--- Exercise task ---
Please quote the material below word for word, from the line containing "Which region corresponds to the st." through the line containing "[88,24,212,152]", and include nothing else.

** Start **

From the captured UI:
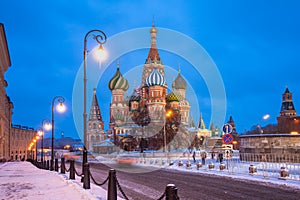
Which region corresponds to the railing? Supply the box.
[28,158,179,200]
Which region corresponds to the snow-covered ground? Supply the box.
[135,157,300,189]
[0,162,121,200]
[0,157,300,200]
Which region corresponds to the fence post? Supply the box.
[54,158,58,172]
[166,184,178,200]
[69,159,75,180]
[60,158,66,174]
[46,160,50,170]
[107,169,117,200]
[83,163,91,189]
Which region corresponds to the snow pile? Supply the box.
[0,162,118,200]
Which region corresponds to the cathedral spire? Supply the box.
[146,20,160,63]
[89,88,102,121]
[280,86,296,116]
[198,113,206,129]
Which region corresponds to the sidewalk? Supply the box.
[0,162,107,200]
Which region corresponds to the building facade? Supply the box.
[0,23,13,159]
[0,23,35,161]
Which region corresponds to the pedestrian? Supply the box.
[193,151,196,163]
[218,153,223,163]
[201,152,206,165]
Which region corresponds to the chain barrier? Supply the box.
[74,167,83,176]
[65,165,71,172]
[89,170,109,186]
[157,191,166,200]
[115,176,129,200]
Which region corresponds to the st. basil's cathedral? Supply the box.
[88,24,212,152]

** End **
** Start **

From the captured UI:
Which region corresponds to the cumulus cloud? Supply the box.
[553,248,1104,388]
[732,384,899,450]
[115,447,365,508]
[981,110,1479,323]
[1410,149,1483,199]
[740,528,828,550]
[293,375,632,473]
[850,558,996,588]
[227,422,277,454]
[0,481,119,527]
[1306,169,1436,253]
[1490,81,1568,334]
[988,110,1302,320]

** End **

--- Solution to this task ---
Which region corresponds to the st. basil's cathedral? Supply the box.
[88,24,212,152]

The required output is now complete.